Filtering the records below, copy only those lines that include the word "checked".

******************************

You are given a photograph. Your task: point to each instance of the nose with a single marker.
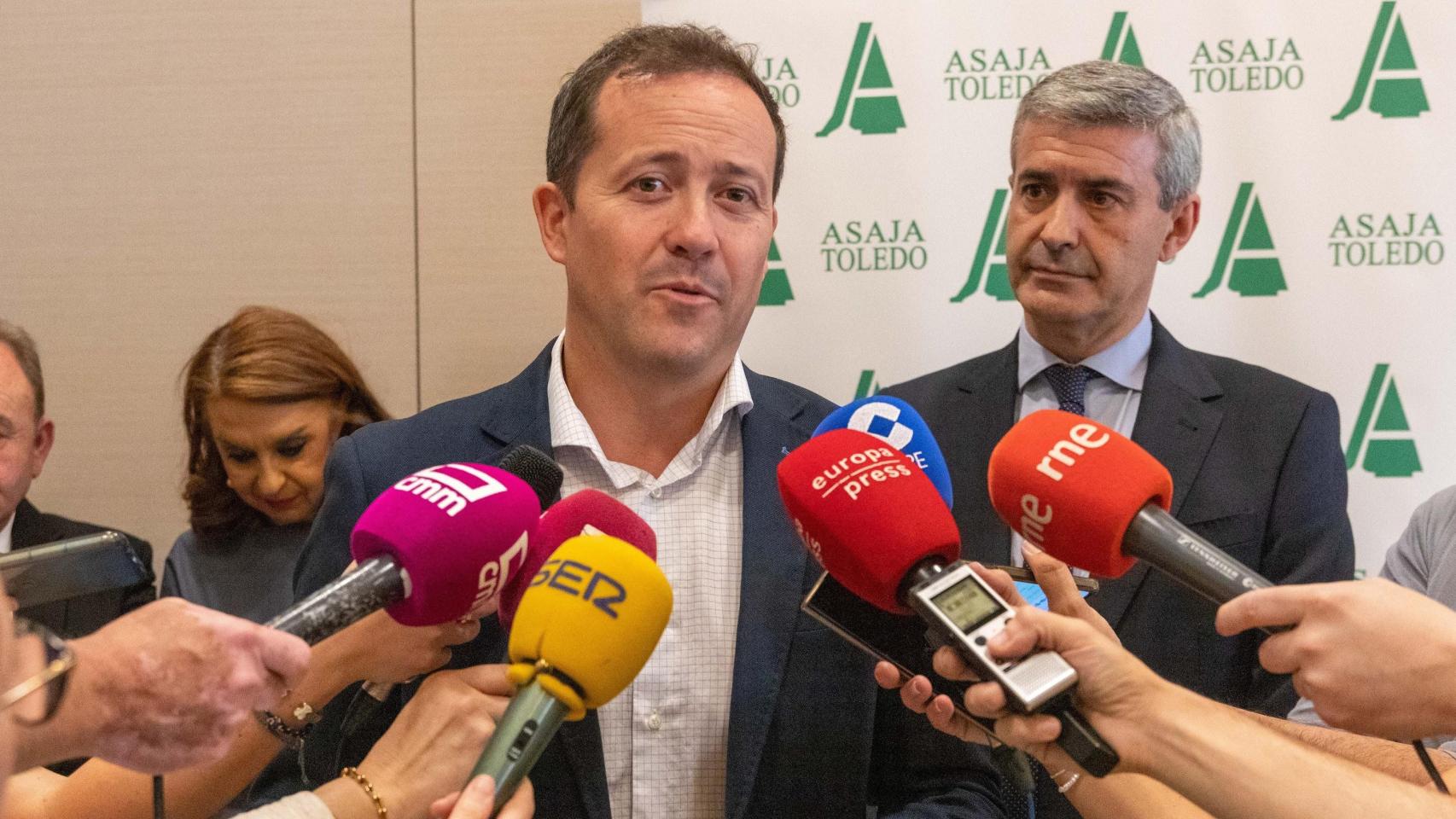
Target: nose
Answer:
(1062, 229)
(270, 479)
(692, 233)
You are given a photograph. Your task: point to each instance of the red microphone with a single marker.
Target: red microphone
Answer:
(1094, 499)
(880, 527)
(583, 513)
(866, 513)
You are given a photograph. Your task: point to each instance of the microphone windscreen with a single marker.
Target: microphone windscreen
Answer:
(536, 468)
(590, 620)
(456, 531)
(1072, 486)
(866, 513)
(581, 513)
(897, 424)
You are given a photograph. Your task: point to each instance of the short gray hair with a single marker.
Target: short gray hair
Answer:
(24, 350)
(1097, 93)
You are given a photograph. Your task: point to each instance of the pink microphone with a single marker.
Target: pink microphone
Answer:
(437, 546)
(583, 513)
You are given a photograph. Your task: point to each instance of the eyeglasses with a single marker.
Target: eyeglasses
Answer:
(37, 648)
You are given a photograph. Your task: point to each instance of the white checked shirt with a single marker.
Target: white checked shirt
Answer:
(666, 736)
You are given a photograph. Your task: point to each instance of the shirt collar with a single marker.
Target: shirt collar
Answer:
(569, 428)
(1124, 363)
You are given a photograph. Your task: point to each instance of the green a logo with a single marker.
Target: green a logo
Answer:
(1389, 49)
(1121, 43)
(775, 288)
(866, 385)
(1385, 454)
(877, 111)
(990, 256)
(1255, 270)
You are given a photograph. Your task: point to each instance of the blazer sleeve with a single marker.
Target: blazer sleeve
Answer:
(1309, 537)
(326, 552)
(917, 771)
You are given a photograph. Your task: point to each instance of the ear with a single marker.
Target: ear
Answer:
(1185, 220)
(552, 212)
(44, 439)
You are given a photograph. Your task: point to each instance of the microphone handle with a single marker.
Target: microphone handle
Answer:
(523, 734)
(373, 585)
(1162, 540)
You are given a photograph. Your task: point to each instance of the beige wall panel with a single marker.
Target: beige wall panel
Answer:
(163, 162)
(488, 72)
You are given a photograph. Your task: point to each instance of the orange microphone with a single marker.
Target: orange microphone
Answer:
(1094, 499)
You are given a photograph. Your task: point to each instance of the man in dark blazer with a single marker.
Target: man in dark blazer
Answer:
(1105, 163)
(25, 443)
(664, 159)
(80, 616)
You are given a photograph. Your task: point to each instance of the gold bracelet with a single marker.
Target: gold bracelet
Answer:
(1066, 786)
(379, 804)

******************************

■ **YOUR RESPONSE**:
You are given a photograph. Your task: point to each instance of the white checked shirt with a single marker.
Target: white checked shirt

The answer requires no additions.